**Task to carry out:** Using the data that follows, return exactly the lines from the one that contains "Target — orange wall." through the one that contains "Target — polished silver surface.", ends included.

**Dataset entries:**
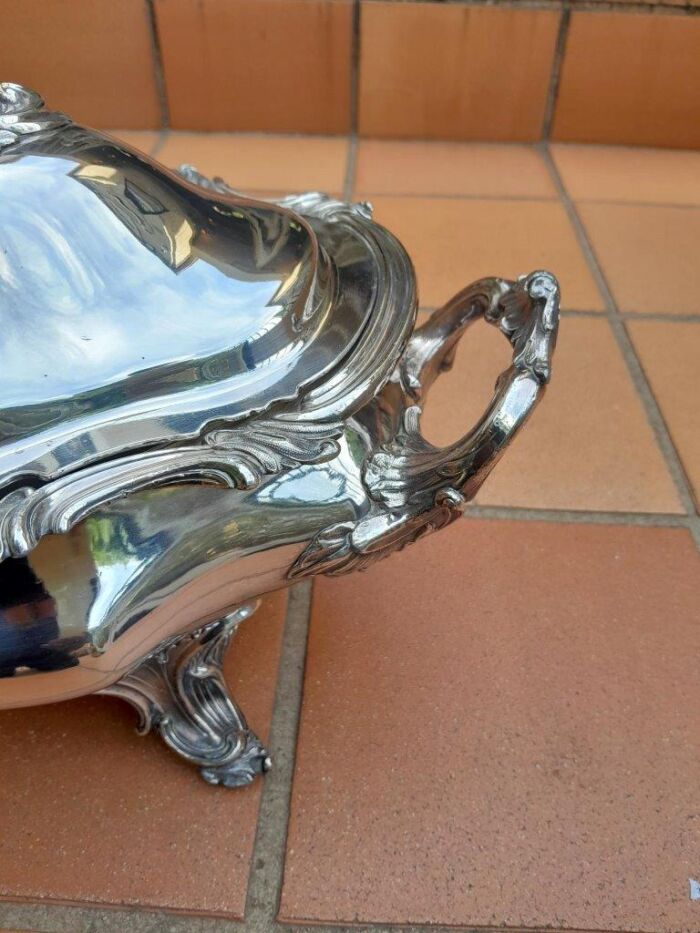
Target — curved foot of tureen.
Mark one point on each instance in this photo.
(180, 689)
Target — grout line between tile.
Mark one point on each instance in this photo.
(54, 917)
(626, 347)
(310, 926)
(355, 68)
(589, 6)
(555, 75)
(572, 516)
(350, 169)
(550, 199)
(267, 861)
(157, 58)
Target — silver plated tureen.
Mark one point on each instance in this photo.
(204, 398)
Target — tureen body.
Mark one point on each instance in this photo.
(205, 398)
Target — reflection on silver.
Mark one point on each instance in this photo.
(204, 398)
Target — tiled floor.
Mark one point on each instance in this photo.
(499, 727)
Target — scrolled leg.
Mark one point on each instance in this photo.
(180, 690)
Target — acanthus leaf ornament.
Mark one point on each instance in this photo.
(205, 397)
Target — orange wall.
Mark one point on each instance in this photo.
(615, 72)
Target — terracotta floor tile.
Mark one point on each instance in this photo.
(501, 725)
(92, 812)
(670, 355)
(454, 241)
(588, 444)
(622, 173)
(648, 254)
(488, 170)
(262, 162)
(143, 140)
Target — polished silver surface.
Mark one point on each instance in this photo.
(204, 398)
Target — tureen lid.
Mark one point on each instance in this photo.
(138, 308)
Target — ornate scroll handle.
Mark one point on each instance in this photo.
(409, 471)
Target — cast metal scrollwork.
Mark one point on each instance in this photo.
(180, 690)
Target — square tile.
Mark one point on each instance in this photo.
(670, 355)
(432, 70)
(500, 728)
(649, 255)
(93, 59)
(622, 173)
(630, 78)
(441, 168)
(279, 65)
(262, 162)
(588, 445)
(455, 241)
(93, 813)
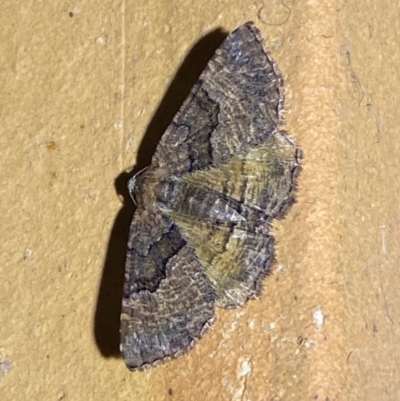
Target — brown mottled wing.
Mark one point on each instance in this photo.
(235, 105)
(168, 300)
(225, 212)
(201, 235)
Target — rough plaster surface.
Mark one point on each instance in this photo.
(86, 90)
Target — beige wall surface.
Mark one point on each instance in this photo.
(87, 88)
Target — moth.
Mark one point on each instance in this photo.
(201, 235)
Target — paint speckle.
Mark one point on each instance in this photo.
(318, 317)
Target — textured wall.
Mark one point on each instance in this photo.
(86, 90)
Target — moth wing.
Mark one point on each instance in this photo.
(235, 105)
(168, 300)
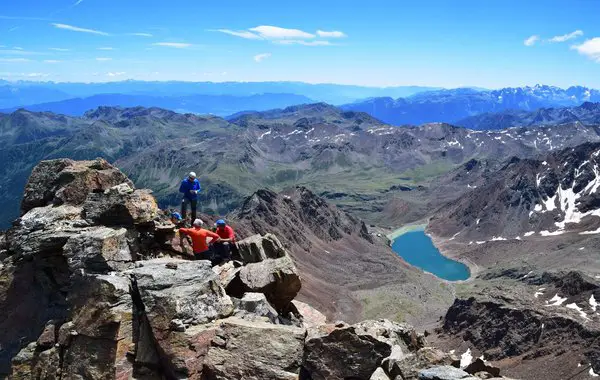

**Task output:**
Target — orange wall.
Mark one point on each instance in this photo.
(615, 72)
Target — terracotta floor tile.
Mark one point on each instance in this photo.
(501, 725)
(92, 812)
(670, 355)
(454, 241)
(588, 444)
(622, 173)
(648, 254)
(488, 170)
(262, 162)
(143, 140)
Target — polished silver surface.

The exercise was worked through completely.